┏━━
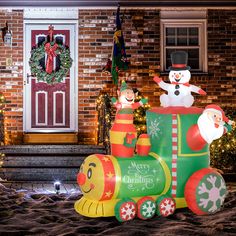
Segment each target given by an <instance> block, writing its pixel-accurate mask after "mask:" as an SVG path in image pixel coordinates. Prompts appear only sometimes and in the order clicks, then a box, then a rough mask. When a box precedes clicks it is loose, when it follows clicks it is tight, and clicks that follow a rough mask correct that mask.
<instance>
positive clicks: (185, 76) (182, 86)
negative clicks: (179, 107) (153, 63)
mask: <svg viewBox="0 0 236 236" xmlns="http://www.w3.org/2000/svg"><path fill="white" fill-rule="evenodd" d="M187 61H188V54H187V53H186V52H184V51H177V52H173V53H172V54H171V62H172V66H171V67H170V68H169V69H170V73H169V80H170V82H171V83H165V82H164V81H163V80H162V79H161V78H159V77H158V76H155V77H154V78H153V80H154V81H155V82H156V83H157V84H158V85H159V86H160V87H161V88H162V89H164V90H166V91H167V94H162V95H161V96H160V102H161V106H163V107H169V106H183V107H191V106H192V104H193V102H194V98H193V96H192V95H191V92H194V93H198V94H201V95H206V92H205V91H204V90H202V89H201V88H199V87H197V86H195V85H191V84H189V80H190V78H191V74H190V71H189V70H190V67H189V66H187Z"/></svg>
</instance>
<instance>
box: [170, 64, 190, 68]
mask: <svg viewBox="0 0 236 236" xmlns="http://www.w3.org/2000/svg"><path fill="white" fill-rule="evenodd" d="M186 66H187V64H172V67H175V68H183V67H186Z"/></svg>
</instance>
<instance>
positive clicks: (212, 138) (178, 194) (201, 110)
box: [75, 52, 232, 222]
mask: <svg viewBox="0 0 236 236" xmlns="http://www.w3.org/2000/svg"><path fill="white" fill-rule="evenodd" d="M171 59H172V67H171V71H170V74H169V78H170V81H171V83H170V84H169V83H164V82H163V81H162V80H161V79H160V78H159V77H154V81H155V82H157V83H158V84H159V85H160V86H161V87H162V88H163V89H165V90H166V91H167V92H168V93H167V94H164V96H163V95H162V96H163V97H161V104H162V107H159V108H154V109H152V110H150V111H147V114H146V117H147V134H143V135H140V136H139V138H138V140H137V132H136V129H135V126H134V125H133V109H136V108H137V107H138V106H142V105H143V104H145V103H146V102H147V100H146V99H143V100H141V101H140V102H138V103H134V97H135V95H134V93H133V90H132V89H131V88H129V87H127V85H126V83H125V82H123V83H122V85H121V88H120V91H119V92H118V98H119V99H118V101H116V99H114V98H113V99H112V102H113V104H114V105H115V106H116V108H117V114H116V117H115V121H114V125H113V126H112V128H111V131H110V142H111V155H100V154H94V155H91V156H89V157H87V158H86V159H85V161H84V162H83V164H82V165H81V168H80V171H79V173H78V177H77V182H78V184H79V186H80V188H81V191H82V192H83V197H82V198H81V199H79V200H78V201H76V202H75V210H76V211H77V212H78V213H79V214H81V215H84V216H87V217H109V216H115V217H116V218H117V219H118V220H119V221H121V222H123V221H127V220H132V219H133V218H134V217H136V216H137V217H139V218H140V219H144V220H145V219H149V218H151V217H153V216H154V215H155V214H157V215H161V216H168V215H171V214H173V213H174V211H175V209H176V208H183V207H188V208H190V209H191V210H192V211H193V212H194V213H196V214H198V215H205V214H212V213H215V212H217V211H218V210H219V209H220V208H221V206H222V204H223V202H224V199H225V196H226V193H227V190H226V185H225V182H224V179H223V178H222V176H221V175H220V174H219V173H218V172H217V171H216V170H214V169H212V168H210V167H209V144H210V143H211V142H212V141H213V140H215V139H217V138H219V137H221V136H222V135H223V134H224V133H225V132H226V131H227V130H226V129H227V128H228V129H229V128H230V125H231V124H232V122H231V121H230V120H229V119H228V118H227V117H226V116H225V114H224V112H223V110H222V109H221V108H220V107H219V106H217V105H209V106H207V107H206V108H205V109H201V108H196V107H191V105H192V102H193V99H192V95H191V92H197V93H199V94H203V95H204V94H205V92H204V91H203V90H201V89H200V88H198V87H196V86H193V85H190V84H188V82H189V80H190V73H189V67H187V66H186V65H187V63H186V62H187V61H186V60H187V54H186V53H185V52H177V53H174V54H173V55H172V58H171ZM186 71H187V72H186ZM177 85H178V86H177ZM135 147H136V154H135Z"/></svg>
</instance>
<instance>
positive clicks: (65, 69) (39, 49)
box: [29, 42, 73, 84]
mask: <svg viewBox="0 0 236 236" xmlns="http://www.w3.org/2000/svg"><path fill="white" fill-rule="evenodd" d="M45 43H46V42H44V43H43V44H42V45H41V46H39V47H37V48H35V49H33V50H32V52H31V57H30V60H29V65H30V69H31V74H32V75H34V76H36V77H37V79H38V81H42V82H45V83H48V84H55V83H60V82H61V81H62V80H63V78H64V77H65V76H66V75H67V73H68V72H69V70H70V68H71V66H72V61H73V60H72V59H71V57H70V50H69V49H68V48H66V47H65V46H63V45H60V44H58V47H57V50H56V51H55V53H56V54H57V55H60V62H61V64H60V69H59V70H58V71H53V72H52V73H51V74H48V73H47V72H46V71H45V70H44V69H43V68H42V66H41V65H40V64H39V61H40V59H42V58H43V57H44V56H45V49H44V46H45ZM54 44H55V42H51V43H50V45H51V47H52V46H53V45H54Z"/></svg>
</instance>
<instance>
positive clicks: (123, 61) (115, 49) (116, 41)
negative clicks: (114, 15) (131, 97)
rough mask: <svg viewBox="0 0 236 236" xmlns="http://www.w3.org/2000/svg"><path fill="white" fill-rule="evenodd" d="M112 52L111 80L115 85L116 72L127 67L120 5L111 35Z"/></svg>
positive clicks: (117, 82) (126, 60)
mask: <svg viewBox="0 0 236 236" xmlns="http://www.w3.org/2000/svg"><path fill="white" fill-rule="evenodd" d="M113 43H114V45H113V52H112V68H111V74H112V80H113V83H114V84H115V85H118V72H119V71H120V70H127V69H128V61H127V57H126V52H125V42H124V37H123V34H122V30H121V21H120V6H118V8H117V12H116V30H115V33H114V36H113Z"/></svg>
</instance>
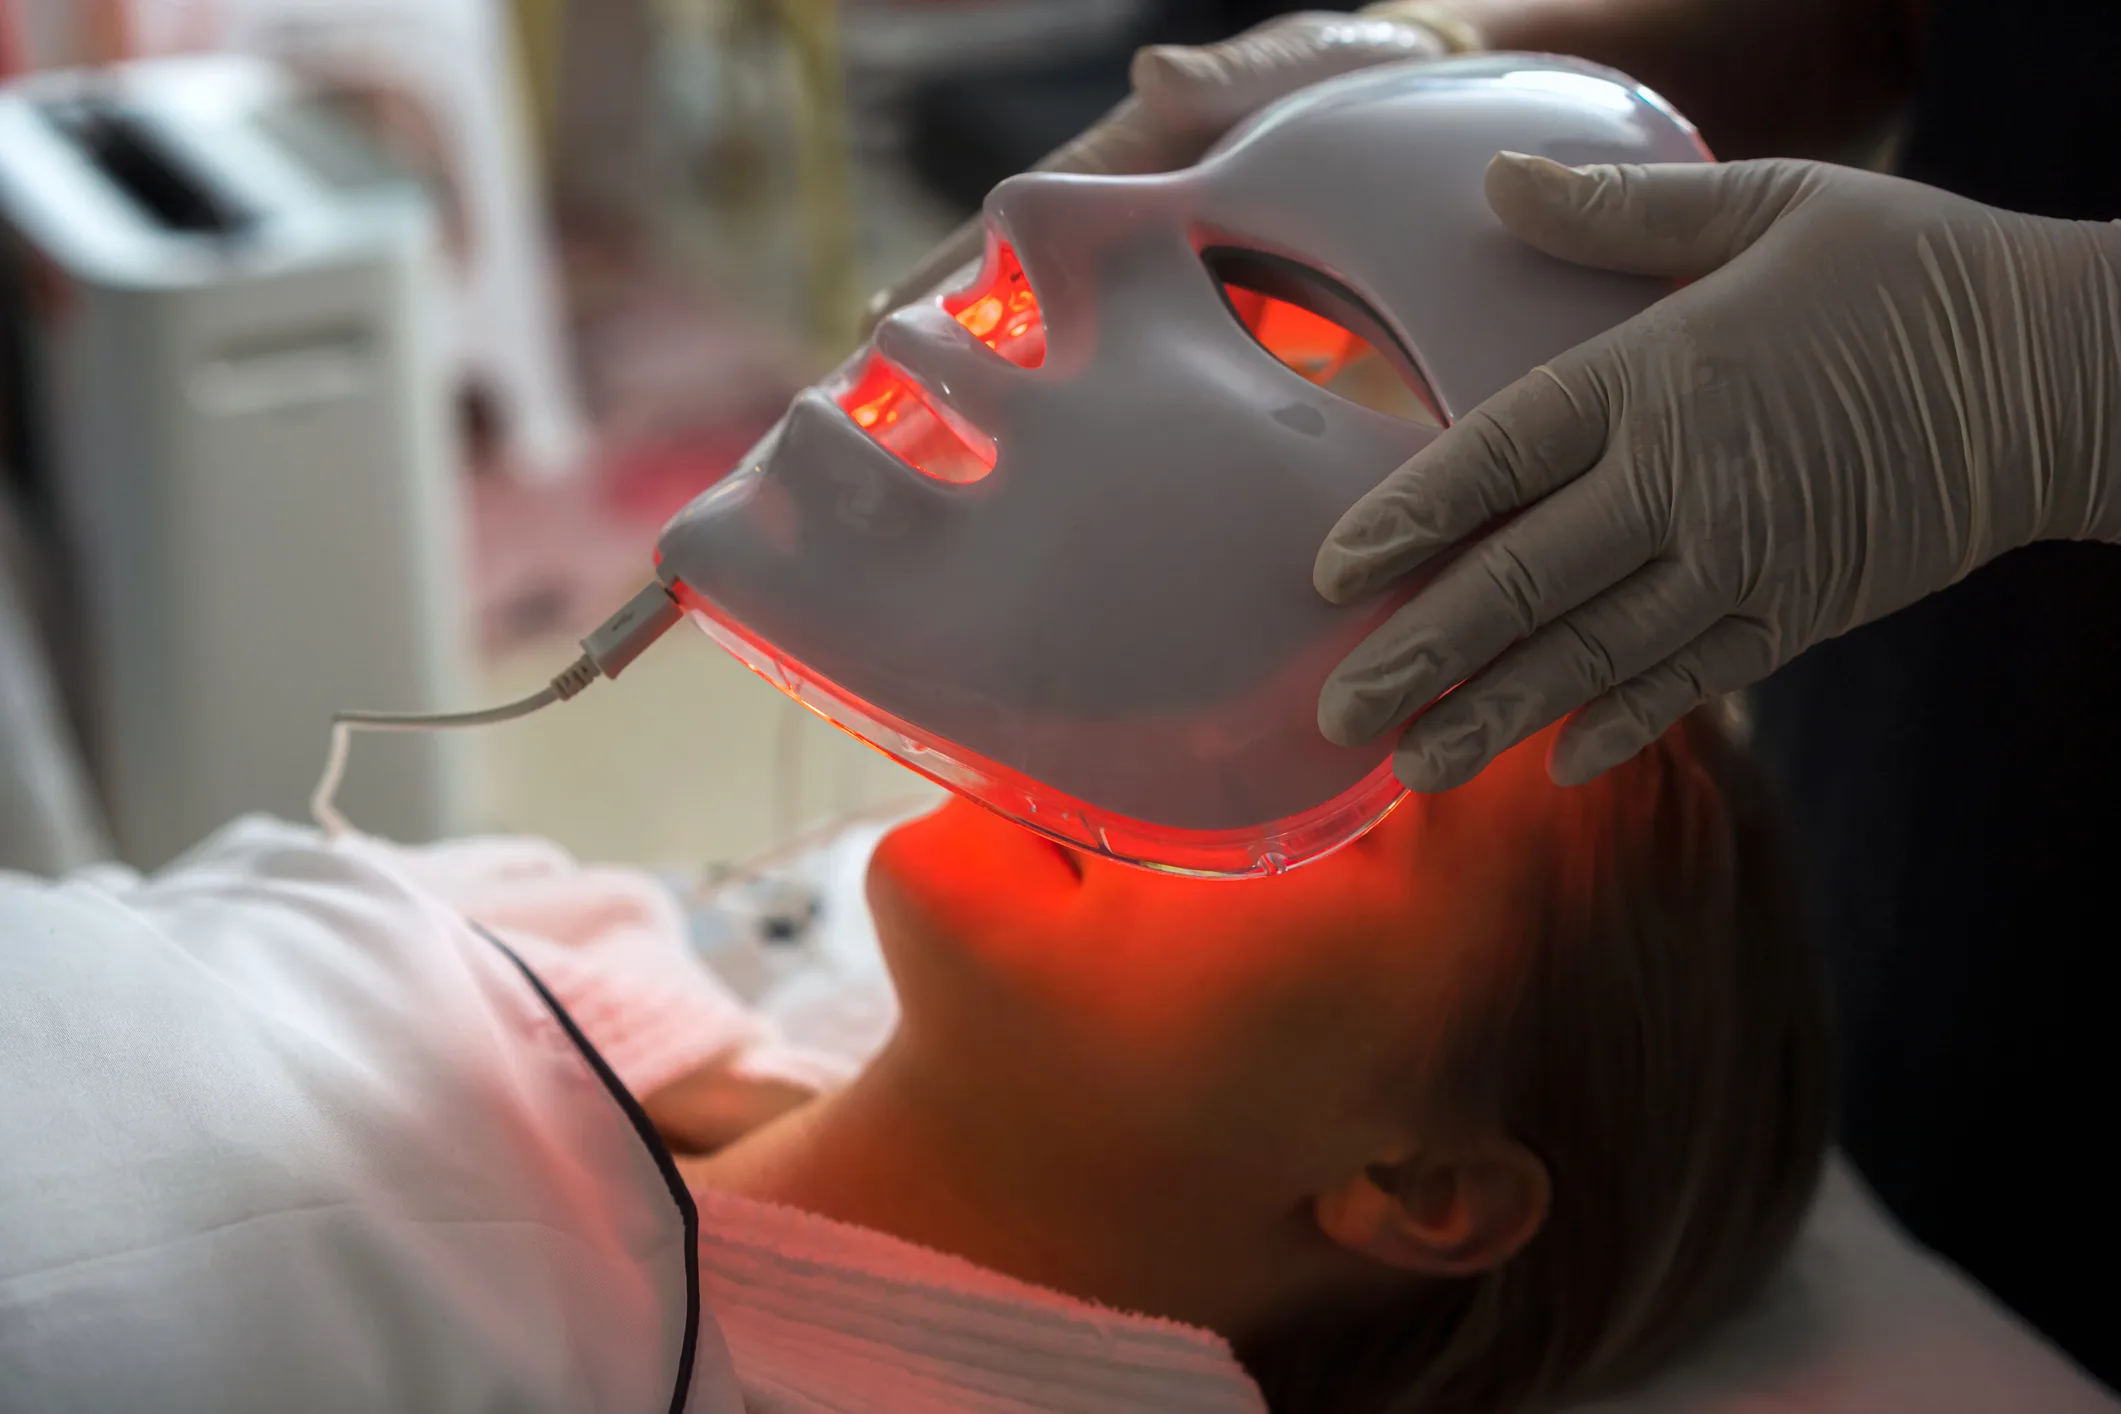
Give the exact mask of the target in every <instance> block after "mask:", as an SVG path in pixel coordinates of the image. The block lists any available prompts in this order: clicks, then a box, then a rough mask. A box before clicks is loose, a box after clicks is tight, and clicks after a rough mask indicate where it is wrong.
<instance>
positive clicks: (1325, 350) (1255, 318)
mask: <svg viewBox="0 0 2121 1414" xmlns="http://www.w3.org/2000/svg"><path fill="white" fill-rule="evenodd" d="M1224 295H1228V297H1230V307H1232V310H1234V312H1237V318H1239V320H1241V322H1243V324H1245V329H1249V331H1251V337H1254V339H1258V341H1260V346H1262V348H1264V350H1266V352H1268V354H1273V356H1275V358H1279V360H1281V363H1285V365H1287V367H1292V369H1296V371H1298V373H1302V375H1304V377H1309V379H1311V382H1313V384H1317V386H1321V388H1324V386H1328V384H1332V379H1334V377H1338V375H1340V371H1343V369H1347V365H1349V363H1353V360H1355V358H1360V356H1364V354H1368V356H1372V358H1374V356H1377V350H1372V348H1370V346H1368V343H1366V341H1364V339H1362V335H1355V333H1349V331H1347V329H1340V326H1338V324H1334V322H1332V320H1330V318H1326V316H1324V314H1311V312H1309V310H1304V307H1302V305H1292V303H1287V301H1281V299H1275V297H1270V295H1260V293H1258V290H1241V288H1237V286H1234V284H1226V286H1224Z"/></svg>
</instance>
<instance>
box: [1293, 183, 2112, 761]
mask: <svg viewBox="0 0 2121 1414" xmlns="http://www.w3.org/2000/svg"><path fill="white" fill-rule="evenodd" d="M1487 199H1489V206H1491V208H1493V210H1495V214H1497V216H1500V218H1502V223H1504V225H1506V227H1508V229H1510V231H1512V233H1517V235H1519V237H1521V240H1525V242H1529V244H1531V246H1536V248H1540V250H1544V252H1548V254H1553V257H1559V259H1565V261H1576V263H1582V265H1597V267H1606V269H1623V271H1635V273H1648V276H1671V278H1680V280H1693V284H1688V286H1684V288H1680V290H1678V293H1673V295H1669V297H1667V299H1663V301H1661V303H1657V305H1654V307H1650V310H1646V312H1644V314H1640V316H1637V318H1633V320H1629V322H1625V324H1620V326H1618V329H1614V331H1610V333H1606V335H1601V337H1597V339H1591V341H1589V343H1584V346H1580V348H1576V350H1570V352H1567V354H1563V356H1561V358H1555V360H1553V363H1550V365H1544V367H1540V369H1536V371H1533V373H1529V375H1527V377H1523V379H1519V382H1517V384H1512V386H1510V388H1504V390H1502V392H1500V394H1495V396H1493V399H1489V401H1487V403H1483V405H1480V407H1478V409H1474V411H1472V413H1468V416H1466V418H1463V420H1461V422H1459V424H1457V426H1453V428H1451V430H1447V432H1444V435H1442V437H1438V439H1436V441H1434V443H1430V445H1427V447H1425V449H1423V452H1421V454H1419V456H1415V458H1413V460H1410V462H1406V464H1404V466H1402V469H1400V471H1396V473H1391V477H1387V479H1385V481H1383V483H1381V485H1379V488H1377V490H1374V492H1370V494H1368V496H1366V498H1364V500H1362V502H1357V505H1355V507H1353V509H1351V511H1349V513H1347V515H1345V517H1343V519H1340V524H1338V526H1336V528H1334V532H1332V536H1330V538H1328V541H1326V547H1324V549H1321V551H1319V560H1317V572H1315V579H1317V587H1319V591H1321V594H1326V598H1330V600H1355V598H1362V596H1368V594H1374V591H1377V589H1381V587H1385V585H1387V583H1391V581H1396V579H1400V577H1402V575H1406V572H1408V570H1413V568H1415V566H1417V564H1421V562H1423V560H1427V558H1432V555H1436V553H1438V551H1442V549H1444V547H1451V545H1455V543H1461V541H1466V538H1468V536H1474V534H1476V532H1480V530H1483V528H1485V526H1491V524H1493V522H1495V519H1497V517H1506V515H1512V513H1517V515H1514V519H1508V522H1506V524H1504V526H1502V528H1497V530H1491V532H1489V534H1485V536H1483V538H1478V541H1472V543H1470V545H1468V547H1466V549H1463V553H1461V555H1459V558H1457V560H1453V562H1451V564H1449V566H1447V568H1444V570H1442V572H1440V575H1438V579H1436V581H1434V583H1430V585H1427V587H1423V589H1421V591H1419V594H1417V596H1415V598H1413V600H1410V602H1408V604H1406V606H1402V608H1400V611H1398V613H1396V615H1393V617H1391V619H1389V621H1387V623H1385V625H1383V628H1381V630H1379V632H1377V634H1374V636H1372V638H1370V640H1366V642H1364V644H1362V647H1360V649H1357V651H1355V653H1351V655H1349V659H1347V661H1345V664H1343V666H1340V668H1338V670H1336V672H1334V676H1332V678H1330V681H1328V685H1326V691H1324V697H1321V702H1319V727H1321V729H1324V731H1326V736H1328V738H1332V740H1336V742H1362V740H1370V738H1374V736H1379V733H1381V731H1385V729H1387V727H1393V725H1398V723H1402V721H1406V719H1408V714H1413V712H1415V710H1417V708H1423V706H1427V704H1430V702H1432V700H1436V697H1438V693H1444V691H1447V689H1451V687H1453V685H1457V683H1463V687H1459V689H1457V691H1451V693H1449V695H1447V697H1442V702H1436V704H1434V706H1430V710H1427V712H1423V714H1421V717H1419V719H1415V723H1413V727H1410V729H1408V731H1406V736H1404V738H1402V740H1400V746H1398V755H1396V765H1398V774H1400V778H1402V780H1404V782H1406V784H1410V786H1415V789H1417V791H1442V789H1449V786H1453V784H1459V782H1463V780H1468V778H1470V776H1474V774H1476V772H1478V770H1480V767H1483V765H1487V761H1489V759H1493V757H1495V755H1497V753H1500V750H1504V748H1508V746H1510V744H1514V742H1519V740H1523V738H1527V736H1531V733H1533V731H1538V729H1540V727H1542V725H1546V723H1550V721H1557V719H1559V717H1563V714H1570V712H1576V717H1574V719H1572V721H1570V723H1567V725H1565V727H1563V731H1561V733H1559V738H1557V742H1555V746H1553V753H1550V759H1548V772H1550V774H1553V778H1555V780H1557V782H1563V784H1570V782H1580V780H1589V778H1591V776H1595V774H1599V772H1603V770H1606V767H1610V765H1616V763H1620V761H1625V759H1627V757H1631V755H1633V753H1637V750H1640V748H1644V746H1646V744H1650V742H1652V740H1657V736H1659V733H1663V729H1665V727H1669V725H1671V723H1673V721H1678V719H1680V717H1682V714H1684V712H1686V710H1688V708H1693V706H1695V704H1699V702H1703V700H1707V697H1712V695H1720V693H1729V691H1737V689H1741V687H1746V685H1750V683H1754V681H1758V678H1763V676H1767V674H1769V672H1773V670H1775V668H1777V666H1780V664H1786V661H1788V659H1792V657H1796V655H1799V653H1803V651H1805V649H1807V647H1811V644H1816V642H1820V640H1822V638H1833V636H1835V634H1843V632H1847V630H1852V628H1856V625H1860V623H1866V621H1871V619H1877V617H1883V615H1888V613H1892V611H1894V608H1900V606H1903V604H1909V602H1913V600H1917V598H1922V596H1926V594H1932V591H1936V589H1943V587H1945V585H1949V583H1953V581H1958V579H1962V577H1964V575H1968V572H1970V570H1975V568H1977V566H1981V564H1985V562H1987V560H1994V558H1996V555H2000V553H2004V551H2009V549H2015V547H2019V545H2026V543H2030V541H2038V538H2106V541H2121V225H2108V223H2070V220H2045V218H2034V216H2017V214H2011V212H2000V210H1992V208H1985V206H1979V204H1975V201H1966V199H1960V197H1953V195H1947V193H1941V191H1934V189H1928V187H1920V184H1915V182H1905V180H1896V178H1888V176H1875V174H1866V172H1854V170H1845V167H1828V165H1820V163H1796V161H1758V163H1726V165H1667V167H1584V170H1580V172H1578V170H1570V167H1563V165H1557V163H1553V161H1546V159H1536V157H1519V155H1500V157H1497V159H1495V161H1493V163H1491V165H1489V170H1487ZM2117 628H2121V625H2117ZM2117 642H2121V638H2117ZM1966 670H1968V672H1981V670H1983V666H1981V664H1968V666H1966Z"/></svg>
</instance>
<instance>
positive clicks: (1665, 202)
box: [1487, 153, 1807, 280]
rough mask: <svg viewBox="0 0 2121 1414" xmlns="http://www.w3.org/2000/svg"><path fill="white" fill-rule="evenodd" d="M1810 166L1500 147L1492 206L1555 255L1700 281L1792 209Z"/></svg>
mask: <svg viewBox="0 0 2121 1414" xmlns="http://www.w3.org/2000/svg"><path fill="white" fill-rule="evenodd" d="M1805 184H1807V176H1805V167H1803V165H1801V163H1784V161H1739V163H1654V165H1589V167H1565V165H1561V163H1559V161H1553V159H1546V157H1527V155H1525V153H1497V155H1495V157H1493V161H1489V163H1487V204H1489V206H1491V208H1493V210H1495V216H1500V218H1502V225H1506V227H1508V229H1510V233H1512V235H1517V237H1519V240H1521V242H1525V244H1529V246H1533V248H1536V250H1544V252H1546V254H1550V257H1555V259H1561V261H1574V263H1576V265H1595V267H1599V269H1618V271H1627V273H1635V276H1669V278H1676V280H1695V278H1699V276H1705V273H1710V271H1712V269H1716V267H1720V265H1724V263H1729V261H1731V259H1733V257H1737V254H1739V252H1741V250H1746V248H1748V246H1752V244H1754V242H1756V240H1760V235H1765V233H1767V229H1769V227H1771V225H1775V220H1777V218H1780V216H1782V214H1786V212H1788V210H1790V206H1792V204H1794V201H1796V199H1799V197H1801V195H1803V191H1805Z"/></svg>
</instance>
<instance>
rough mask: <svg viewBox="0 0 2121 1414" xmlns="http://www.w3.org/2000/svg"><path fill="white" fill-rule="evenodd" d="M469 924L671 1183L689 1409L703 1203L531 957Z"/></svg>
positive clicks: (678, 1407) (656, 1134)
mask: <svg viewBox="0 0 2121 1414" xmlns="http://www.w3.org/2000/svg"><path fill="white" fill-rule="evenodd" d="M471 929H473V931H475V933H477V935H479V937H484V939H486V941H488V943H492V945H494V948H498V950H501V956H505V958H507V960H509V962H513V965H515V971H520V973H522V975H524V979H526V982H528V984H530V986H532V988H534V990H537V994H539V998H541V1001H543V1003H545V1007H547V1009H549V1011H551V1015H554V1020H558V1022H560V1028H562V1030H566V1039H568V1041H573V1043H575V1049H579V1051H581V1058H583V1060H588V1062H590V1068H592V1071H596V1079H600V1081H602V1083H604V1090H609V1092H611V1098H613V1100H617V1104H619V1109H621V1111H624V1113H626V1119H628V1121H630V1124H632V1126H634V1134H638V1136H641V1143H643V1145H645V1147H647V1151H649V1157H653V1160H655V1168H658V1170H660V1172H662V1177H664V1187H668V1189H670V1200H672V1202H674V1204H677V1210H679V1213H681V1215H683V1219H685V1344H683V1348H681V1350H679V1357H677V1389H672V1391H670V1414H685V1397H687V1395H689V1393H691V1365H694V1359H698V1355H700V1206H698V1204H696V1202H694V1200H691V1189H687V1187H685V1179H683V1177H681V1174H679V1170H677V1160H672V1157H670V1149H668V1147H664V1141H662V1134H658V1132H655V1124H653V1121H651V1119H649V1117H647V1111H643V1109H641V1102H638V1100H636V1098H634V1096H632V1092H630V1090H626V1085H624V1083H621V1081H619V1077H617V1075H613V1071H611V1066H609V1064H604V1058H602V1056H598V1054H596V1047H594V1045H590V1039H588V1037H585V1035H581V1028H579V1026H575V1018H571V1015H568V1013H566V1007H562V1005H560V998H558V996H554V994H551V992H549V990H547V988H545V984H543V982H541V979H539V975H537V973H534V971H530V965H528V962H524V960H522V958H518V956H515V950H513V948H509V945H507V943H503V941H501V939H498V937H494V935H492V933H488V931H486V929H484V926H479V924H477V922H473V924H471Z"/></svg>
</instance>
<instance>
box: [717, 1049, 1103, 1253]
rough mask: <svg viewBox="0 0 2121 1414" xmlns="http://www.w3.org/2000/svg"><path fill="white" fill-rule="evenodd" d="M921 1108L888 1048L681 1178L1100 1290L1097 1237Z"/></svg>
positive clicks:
┗━━
● **YOUR GOAL**
Print the lines above from the one with "box: [170, 64, 190, 68]" through the one with "positive clicks: (212, 138)", both included, exactly as written and nothing more.

● **RESPONSE TO THIS EXERCISE**
box: [170, 64, 190, 68]
mask: <svg viewBox="0 0 236 236" xmlns="http://www.w3.org/2000/svg"><path fill="white" fill-rule="evenodd" d="M186 66H187V64H172V67H175V68H183V67H186Z"/></svg>
</instance>
<instance>
positive clicks: (212, 138) (178, 194) (201, 110)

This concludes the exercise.